§ WHAT TO PRODUCE: From the line containing "on counter be" down to the last line of the material, return those lines verbatim and only those.
* start RECORDED DATA *
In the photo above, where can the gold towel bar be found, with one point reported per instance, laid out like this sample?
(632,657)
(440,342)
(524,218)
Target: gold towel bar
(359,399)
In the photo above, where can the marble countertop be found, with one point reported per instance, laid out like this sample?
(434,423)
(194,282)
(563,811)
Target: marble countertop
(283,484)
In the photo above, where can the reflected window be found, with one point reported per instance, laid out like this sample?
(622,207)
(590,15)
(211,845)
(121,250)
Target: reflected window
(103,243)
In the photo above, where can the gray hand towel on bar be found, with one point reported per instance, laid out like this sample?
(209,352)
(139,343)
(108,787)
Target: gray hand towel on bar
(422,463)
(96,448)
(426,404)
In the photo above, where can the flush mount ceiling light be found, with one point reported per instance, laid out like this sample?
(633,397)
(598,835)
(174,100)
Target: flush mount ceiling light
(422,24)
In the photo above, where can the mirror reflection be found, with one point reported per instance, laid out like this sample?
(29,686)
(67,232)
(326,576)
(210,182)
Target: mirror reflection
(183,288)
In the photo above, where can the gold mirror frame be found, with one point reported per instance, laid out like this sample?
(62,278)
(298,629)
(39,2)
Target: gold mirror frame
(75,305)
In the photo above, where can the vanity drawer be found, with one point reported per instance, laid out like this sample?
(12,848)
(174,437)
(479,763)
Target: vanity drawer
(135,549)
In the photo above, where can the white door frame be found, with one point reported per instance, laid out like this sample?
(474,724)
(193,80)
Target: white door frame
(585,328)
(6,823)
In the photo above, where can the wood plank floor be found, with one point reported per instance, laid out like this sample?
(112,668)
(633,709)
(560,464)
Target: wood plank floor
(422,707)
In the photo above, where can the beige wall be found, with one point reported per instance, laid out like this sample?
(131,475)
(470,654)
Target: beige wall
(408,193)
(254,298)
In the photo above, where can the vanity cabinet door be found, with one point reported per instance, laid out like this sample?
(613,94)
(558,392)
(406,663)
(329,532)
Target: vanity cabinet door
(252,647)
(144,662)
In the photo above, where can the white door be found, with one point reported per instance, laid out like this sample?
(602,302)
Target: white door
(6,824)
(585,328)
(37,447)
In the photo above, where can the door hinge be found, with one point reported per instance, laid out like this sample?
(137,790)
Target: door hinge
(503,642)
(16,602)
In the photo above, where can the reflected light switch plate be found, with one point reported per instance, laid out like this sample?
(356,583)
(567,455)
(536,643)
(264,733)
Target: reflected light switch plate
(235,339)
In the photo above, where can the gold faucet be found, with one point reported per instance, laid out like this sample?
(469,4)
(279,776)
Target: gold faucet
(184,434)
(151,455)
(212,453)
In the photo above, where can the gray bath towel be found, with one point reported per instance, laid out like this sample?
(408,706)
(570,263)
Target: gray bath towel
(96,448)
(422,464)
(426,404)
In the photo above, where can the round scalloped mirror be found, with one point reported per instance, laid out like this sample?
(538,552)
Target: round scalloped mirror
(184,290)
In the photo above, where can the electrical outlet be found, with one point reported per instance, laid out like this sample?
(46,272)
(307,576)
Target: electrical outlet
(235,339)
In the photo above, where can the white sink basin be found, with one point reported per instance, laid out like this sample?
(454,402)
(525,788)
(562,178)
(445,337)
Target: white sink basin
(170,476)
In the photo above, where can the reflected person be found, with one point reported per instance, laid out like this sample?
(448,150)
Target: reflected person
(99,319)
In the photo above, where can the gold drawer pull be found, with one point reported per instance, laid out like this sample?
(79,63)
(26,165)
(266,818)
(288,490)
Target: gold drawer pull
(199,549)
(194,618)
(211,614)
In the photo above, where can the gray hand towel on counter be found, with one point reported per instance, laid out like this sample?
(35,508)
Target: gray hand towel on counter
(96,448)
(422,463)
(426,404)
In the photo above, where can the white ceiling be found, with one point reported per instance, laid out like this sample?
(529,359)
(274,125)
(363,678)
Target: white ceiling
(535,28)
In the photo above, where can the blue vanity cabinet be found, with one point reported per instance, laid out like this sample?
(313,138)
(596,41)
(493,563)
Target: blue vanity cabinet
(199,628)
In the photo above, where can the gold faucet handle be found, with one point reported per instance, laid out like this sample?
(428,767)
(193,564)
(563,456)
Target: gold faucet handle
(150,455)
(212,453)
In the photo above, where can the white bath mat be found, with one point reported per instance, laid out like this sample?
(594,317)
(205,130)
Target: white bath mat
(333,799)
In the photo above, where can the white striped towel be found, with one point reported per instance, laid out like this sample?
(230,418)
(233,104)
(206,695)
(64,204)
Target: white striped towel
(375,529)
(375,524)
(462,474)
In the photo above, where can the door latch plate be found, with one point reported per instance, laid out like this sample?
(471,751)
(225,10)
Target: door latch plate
* end RECORDED DATA *
§ RESULT OF THIS TASK:
In the photo above, where can the gray hand towel on counter be found, with one point reported per instance, laid out like this sample?
(35,508)
Target: gray hand towel on counter
(96,448)
(422,463)
(426,404)
In the photo above, where can the white ceiling be found, with one point reported per instance, laid out like this sample?
(529,359)
(274,125)
(363,678)
Target: white ceiling
(535,28)
In the photo above, where can the blue vanity cabinet be found, with one point reported per instance, laid out like this sample?
(313,138)
(596,41)
(493,563)
Target: blue vanity cabinet
(199,628)
In the photo above, where can the gold faucet handle be found, with one point reported per instance, laid out like this sample?
(428,767)
(193,564)
(563,456)
Target: gold faucet handle
(150,455)
(212,453)
In the photo above, where can the white bath mat be found, with one point reported per instance, laid out like this sample?
(594,317)
(205,130)
Target: white bath mat
(333,799)
In the photo above, where can the white striped towel be found, with one point reported per instance, laid out like this sample?
(230,418)
(233,104)
(206,695)
(64,204)
Target: white striped towel
(375,529)
(375,524)
(462,474)
In the photo above, where can the door latch plate be found, with one point reported per instance, laid out like this sample?
(471,751)
(225,10)
Target: door latch plate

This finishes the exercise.